• **Document text**:
####

The Integral Coach Factory (ICF) coach was a conventional passenger coach used on the majority of main-line trains in India. The design of the coach was developed by Integral Coach Factory, Perambur, Chennai, India in collaboration with the Swiss Car & Elevator Manufacturing Co, Schlieren, Switzerland in the 1950s. The design is also called the Schlieren design based on the location of the Swiss company. The 1st ICF coach had been flagged by then Prime Minister Jawaharlal Nehru on 2 October 1955. The last ICF coach was flagged off by senior technician Shri Bhaskar P. in the presence of Railway Board Chairman Ashwani Lohani on 19 January 2018.

####

• **Data section**:
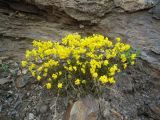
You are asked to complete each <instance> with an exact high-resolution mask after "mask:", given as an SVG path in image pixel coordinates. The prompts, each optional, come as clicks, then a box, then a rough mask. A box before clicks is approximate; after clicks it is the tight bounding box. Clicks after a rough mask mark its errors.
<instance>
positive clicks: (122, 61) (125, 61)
mask: <svg viewBox="0 0 160 120" xmlns="http://www.w3.org/2000/svg"><path fill="white" fill-rule="evenodd" d="M126 61H127V58H126V56H125V54H121V62H123V63H124V62H126Z"/></svg>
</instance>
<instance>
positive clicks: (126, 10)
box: [114, 0, 158, 12]
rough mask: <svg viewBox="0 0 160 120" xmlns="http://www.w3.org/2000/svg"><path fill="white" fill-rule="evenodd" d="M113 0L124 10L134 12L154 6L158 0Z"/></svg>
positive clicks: (117, 5) (115, 4) (155, 4)
mask: <svg viewBox="0 0 160 120" xmlns="http://www.w3.org/2000/svg"><path fill="white" fill-rule="evenodd" d="M114 2H115V5H116V6H117V7H121V8H122V9H124V10H125V11H129V12H134V11H138V10H142V9H147V8H151V7H153V6H155V5H156V4H157V3H158V0H114Z"/></svg>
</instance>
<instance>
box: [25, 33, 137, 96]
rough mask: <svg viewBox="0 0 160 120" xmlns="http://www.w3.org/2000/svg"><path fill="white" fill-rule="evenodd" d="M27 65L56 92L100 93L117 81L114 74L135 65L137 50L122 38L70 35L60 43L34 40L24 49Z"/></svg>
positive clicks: (102, 92)
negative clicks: (31, 44) (107, 87)
mask: <svg viewBox="0 0 160 120" xmlns="http://www.w3.org/2000/svg"><path fill="white" fill-rule="evenodd" d="M25 56H26V59H25V61H22V67H26V68H27V69H28V70H29V71H30V73H31V75H32V76H33V77H34V78H35V79H37V80H38V81H43V83H44V86H45V87H46V88H47V89H51V90H54V91H57V93H58V95H66V94H67V95H68V96H70V97H74V98H76V97H82V96H85V95H88V94H92V95H94V96H99V95H100V94H101V93H103V90H104V88H106V87H107V86H108V85H111V84H114V83H116V80H115V75H116V74H117V73H119V72H121V71H122V70H124V69H126V68H127V67H128V66H129V65H134V64H135V59H136V57H137V53H136V52H135V51H134V50H133V49H132V47H131V46H130V45H129V44H125V43H123V42H121V38H116V40H109V39H108V38H107V37H104V36H102V35H99V34H94V35H92V36H89V37H81V36H80V35H79V34H77V33H75V34H69V35H67V36H66V37H64V38H63V39H62V41H60V42H52V41H47V42H44V41H39V40H34V41H33V49H32V50H27V51H26V54H25Z"/></svg>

####

• **Problem description**: Revise the stretch of the ICF coach passage from "The Integral Coach" through "19 January 2018.", replacing "passenger coach" with "railway carriage". The data come from a different source than the ICF coach passage.

• **Expected answer**:
The Integral Coach Factory (ICF) coach was a conventional railway carriage used on the majority of main-line trains in India. The design of the coach was developed by Integral Coach Factory, Perambur, Chennai, India in collaboration with the Swiss Car & Elevator Manufacturing Co, Schlieren, Switzerland in the 1950s. The design is also called the Schlieren design based on the location of the Swiss company. The 1st ICF coach had been flagged by then Prime Minister Jawaharlal Nehru on 2 October 1955. The last ICF coach was flagged off by senior technician Shri Bhaskar P. in the presence of Railway Board Chairman Ashwani Lohani on 19 January 2018.